How to complete this task
Could you restate exactly the lines that begin at the line with "Return one point per instance of the sun" and end at the final line of the data?

----------------------------------------

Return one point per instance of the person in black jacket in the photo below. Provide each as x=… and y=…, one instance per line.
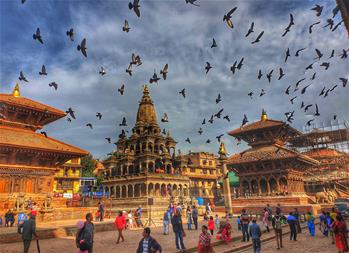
x=177, y=227
x=148, y=243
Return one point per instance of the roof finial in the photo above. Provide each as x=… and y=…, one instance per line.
x=16, y=93
x=145, y=90
x=264, y=115
x=222, y=151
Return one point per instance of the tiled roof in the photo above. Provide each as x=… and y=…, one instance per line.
x=257, y=125
x=28, y=103
x=22, y=138
x=266, y=153
x=324, y=153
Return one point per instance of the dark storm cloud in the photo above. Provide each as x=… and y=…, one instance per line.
x=175, y=33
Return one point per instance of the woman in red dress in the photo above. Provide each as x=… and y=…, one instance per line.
x=205, y=241
x=340, y=233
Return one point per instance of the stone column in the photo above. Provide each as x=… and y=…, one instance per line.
x=226, y=185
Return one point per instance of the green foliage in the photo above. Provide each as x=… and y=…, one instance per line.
x=88, y=164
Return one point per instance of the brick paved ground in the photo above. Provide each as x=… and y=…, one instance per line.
x=105, y=242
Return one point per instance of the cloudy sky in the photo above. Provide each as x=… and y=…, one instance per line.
x=179, y=34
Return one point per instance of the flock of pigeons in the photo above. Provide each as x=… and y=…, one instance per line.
x=290, y=91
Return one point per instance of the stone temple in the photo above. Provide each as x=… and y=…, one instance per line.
x=145, y=165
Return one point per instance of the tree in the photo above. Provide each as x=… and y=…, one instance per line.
x=88, y=164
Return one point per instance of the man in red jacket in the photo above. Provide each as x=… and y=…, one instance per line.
x=120, y=224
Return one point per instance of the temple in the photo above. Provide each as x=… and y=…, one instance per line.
x=144, y=165
x=268, y=168
x=203, y=172
x=328, y=145
x=28, y=159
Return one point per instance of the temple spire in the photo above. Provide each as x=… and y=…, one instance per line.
x=16, y=93
x=222, y=151
x=264, y=116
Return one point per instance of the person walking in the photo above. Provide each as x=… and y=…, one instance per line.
x=101, y=210
x=339, y=228
x=292, y=222
x=177, y=227
x=204, y=245
x=84, y=237
x=298, y=223
x=245, y=220
x=194, y=215
x=210, y=225
x=148, y=244
x=130, y=220
x=189, y=218
x=28, y=228
x=255, y=233
x=208, y=208
x=310, y=223
x=265, y=219
x=278, y=209
x=120, y=224
x=323, y=224
x=277, y=225
x=166, y=221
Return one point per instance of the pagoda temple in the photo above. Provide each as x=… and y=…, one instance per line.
x=144, y=165
x=268, y=168
x=28, y=159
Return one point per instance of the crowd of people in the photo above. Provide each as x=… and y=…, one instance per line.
x=331, y=225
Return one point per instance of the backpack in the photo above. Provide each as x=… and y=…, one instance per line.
x=278, y=223
x=83, y=245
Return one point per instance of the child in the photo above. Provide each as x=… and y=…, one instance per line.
x=205, y=241
x=210, y=224
x=216, y=221
x=81, y=248
x=239, y=223
x=98, y=214
x=130, y=221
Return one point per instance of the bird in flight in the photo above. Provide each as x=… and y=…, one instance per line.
x=258, y=38
x=192, y=2
x=135, y=6
x=312, y=25
x=99, y=115
x=37, y=36
x=182, y=92
x=218, y=99
x=250, y=30
x=22, y=77
x=70, y=34
x=71, y=112
x=121, y=90
x=165, y=118
x=244, y=120
x=123, y=123
x=317, y=9
x=208, y=67
x=82, y=47
x=287, y=29
x=155, y=78
x=214, y=44
x=102, y=72
x=164, y=72
x=43, y=71
x=126, y=27
x=54, y=85
x=298, y=51
x=227, y=17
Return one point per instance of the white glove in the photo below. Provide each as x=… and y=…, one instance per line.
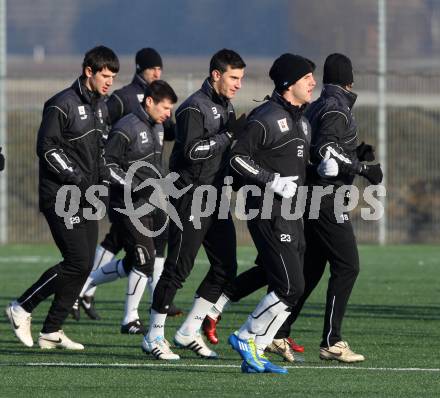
x=284, y=186
x=328, y=166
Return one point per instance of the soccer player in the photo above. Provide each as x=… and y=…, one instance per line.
x=273, y=153
x=69, y=147
x=134, y=138
x=330, y=238
x=206, y=127
x=122, y=102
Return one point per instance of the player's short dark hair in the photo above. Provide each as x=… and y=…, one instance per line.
x=224, y=58
x=159, y=90
x=101, y=57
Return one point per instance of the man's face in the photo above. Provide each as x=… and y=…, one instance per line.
x=159, y=111
x=227, y=83
x=152, y=74
x=101, y=81
x=302, y=90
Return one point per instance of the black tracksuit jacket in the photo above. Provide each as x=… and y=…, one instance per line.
x=69, y=143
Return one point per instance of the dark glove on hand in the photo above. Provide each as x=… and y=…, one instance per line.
x=235, y=127
x=365, y=152
x=373, y=173
x=2, y=160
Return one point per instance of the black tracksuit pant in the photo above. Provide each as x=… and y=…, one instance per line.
x=139, y=247
x=219, y=240
x=335, y=243
x=65, y=279
x=280, y=244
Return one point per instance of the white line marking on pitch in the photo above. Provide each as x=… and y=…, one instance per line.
x=171, y=365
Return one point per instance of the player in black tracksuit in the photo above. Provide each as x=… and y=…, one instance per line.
x=70, y=151
x=273, y=153
x=330, y=238
x=122, y=102
x=205, y=129
x=135, y=139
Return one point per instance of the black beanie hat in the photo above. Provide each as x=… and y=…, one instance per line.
x=338, y=70
x=147, y=58
x=288, y=69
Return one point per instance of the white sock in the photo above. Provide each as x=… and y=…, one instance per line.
x=135, y=289
x=157, y=325
x=196, y=315
x=16, y=307
x=263, y=340
x=102, y=257
x=217, y=309
x=260, y=320
x=107, y=273
x=157, y=272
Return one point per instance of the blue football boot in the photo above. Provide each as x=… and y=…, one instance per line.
x=247, y=351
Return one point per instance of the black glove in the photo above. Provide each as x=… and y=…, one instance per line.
x=373, y=173
x=2, y=160
x=235, y=127
x=365, y=152
x=105, y=198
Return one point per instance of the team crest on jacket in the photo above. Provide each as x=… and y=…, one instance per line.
x=305, y=127
x=283, y=125
x=82, y=112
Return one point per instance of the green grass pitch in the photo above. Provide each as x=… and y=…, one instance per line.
x=393, y=319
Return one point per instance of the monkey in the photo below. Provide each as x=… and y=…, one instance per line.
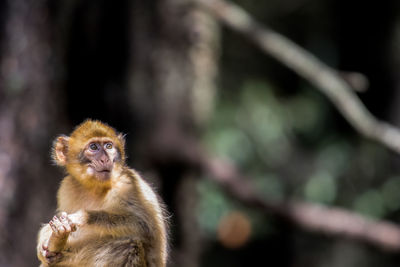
x=107, y=214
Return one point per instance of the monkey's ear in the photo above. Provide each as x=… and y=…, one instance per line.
x=121, y=138
x=60, y=150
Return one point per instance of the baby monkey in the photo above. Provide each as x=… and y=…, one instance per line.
x=107, y=214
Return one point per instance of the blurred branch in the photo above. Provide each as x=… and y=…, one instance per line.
x=324, y=78
x=312, y=217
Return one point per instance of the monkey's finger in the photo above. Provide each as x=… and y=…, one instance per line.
x=65, y=223
x=59, y=225
x=53, y=227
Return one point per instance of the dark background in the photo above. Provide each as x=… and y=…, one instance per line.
x=174, y=80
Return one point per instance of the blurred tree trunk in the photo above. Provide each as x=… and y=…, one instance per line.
x=28, y=117
x=174, y=53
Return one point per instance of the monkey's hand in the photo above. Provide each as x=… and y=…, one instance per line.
x=51, y=248
x=78, y=218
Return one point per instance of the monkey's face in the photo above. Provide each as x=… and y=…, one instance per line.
x=99, y=156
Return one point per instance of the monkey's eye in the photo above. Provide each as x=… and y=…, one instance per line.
x=108, y=146
x=93, y=147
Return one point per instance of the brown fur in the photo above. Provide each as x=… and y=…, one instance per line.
x=123, y=222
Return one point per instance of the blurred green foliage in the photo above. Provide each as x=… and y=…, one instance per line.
x=289, y=148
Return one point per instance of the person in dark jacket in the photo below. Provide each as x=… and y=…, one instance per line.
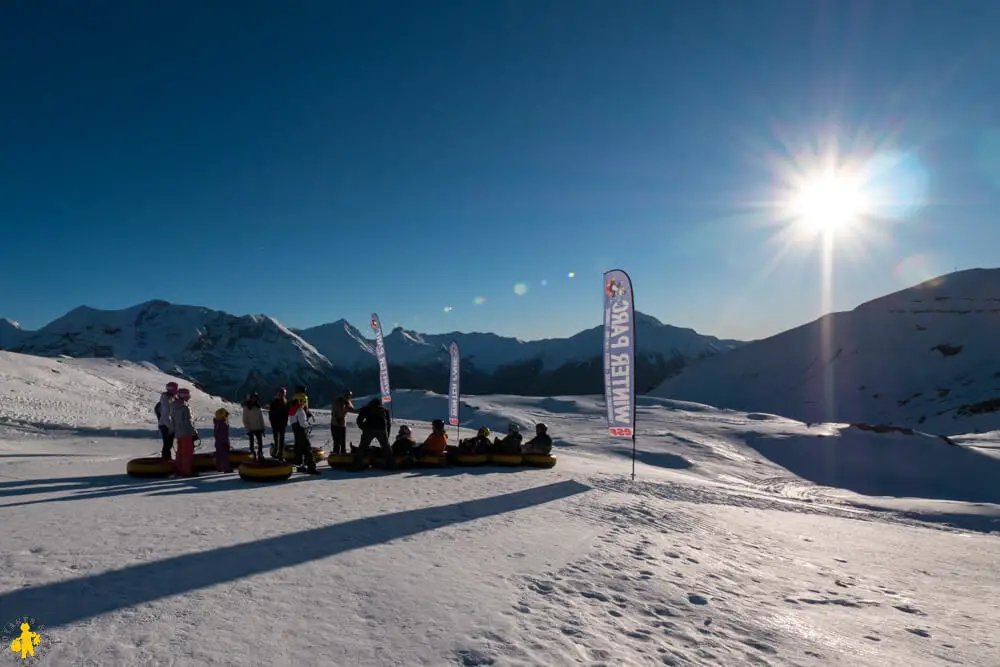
x=374, y=422
x=404, y=445
x=541, y=443
x=338, y=425
x=277, y=414
x=510, y=443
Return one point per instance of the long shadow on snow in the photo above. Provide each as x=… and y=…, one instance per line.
x=65, y=602
x=656, y=459
x=106, y=486
x=893, y=465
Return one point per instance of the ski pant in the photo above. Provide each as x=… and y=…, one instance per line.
x=258, y=437
x=168, y=442
x=361, y=455
x=339, y=438
x=278, y=429
x=303, y=448
x=222, y=463
x=185, y=456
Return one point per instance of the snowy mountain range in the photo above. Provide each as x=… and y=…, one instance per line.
x=230, y=355
x=926, y=357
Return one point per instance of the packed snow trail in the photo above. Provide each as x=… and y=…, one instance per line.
x=715, y=555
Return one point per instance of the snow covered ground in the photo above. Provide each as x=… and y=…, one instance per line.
x=729, y=548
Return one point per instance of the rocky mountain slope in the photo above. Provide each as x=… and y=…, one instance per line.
x=230, y=355
x=926, y=357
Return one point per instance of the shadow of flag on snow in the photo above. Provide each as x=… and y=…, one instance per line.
x=66, y=602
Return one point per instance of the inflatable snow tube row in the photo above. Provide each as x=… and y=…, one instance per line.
x=292, y=456
x=539, y=460
x=151, y=466
x=267, y=470
x=506, y=459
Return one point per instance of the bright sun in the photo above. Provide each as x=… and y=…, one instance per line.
x=829, y=203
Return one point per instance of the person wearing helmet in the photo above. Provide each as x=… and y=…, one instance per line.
x=510, y=443
x=253, y=422
x=436, y=443
x=302, y=396
x=277, y=415
x=479, y=444
x=374, y=422
x=541, y=443
x=404, y=444
x=338, y=425
x=221, y=429
x=184, y=429
x=303, y=448
x=162, y=411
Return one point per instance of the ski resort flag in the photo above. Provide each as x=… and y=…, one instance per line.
x=383, y=366
x=619, y=353
x=453, y=403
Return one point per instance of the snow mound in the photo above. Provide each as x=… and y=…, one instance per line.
x=92, y=395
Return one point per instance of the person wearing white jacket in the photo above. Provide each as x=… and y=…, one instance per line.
x=253, y=422
x=299, y=418
x=163, y=419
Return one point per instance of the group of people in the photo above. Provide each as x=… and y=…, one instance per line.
x=175, y=422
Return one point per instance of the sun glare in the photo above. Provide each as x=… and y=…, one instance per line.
x=829, y=203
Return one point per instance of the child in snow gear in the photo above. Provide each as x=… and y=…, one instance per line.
x=277, y=414
x=162, y=410
x=183, y=425
x=222, y=446
x=374, y=422
x=480, y=444
x=437, y=442
x=253, y=422
x=303, y=448
x=511, y=443
x=541, y=443
x=338, y=426
x=404, y=445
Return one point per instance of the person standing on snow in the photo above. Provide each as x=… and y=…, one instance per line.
x=184, y=429
x=277, y=414
x=303, y=448
x=253, y=422
x=374, y=421
x=163, y=419
x=338, y=425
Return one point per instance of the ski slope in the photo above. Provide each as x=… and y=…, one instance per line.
x=746, y=539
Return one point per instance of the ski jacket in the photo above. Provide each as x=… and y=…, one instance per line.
x=299, y=418
x=374, y=418
x=180, y=419
x=540, y=444
x=436, y=443
x=510, y=444
x=166, y=400
x=253, y=417
x=221, y=430
x=277, y=412
x=341, y=407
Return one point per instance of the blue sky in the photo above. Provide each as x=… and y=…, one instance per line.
x=319, y=160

----------------------------------------

Answer to the problem
Return one point per instance of the sun glare in the photo above. Provide each as x=… and y=…, one instance per line.
x=829, y=203
Return one point per instance of the child in snow gear in the photo above. Provide each as x=… and y=…, one instance per line.
x=277, y=414
x=162, y=410
x=183, y=425
x=222, y=446
x=374, y=422
x=480, y=444
x=437, y=442
x=253, y=422
x=303, y=448
x=511, y=443
x=541, y=443
x=338, y=426
x=404, y=445
Return one point per instance of the person standing on snow in the photo above. Provide each as x=… and y=…, one instance per line.
x=184, y=429
x=277, y=414
x=303, y=448
x=253, y=422
x=374, y=421
x=163, y=419
x=338, y=425
Return one point per instance of the ski slope in the photo above. Provide each as x=… and y=…, one instance per line.
x=746, y=539
Return one point per instance of the ski jacket in the photo above. Provide each as x=… and y=…, one instance per line.
x=299, y=418
x=374, y=418
x=180, y=419
x=540, y=444
x=436, y=443
x=510, y=444
x=166, y=400
x=253, y=417
x=221, y=430
x=277, y=412
x=341, y=407
Return one point per instance of the blue sky in the photo above. Provide each as x=… and y=…, one instance per line.
x=319, y=160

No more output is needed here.